**LATIHAN 1:**
Kutip bagian teks bacaan yang diawali kata-kata yang memuat "senyawaan oksigen. Kedua" dan diakhiri dengan "Strepcomyces (Irianto 2006).".
**LATIHAN 2:**
Dalam teks bacaan, di lingkungan mana saja antibiotika disebut berperan penting mengatur populasi mikroba? Tuliskan semuanya.

Pada pemeriksaan dengan TSI agar perlu diperhatikkan bahwa reaksi medium harus diperiksa dalam waktu 18-24 jam secara mikroaerofilik, dan tidak dapat ditafsirkan secara sempurna bila medium pembiakkan telah dieramkan lebih dari 48 jam secara mikroaerofilik (Irianto 2007).

b. Uji Katalase

Uji katalase dilakukan pada koloni yang diduga Campylobacter jejuni

dengan menggunakan H2O2. Uji katalase dilakukan dengan meneteskan H2O2

pada koloni yang diduga Campylobacter jejuni. Jika terbentuk gelembung gas (gas oksigen), maka dikatakan katalase positif. Campylobacter jejuni

merupakan bakteri katalase positif karena bakteri tersebut mampu memproduksi enzim katalase yang dapat mengatalisis reaksi pemecahan H2O2 menjadi gas oksigen dan air. Hidrogen peroksida (H2O2) dan

senyawaan oksigen. Kedua molekul tersebut merupakan racun bagi

Campylobacter jejuni.

c.Uji terhadap asam nalidiksat dan cefalotin

Antibiotika adalah suatu substansi (zat-zat) kimia yang diperoleh dari atau dibentuk dan dihasilkan oleh mikoorgansme, dan zat-zat dalam jumlah yang sedikit pun mempunyai daya penghambat kegiatan mikroorganisme yang lain. Antibiotika tersebar di alam, dan memegang peranan penting dalam mengatur populasi mikoba dalam tanah, air, limbah, dan kompos. Antibiotika berbeda dalam susunan kimia dan cara kerjanya. Antibiotika yang kini banyak digunakan, kebanyakan dari genus Bacillus, Penicillium, dan Strepcomyces (Irianto 2006).

Antibiotika ada yang mempunyai spektrum luas, artinya antibiotika yang efektif digunakan bagi banyak spesies bakteri, baik kokus, basil, maupun spiril; ada juga antibiotika berspektrum sempit, artinya hanya efektif digunakan untuk spesies tertentu. Penisilin hanya efektif untuk memberantas terutama jenis kokus, karena itu jenis penisilin dikatakan mempunyai spektrum yang sempit. Tetrasiklin efektif bagi kokus basil, dan jenis spiril tertentu; karena itu antibiotika ini dikatakan mempunyai spektrum yang luas (Irianto 2006).

**CUPLIKAN DATA:**

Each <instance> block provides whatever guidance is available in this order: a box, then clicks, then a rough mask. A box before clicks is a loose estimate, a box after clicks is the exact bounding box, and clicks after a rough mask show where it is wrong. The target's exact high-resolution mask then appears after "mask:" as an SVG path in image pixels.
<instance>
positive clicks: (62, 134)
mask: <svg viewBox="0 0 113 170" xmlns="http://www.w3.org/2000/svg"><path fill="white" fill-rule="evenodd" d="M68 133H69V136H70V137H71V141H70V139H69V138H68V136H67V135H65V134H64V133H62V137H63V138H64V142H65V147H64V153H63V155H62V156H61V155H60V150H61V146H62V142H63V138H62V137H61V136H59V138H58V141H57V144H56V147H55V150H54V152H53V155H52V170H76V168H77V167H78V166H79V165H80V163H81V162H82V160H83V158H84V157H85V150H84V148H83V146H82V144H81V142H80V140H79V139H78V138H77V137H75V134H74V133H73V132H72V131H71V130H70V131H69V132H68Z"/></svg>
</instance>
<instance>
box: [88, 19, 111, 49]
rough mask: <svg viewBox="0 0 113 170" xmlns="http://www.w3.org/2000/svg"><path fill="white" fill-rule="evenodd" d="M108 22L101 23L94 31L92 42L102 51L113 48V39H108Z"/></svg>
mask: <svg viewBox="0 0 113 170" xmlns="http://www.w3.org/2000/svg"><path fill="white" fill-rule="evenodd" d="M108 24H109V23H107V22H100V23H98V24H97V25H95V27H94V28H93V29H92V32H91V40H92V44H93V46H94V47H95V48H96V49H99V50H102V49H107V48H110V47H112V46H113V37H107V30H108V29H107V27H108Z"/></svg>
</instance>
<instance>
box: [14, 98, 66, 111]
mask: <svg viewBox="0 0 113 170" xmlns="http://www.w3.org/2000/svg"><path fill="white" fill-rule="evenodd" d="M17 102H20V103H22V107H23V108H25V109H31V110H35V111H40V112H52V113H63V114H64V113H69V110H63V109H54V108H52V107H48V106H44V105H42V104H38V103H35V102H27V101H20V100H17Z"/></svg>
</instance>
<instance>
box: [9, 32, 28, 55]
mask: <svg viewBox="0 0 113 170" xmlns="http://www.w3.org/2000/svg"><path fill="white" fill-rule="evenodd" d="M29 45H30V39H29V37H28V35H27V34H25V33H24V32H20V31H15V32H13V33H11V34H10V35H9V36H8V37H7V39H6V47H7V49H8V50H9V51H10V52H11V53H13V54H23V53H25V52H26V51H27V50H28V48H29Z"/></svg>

**KOTAK JAWABAN 1:**
senyawaan oksigen. Kedua molekul tersebut merupakan racun bagi

Campylobacter jejuni.

c.Uji terhadap asam nalidiksat dan cefalotin

Antibiotika adalah suatu substansi (zat-zat) kimia yang diperoleh dari atau dibentuk dan dihasilkan oleh mikoorgansme, dan zat-zat dalam jumlah yang sedikit pun mempunyai daya penghambat kegiatan mikroorganisme yang lain. Antibiotika tersebar di alam, dan memegang peranan penting dalam mengatur populasi mikoba dalam tanah, air, limbah, dan kompos. Antibiotika berbeda dalam susunan kimia dan cara kerjanya. Antibiotika yang kini banyak digunakan, kebanyakan dari genus Bacillus, Penicillium, dan Strepcomyces (Irianto 2006).

**KOTAK JAWABAN 2:**
Tanah, air, limbah, dan kompos.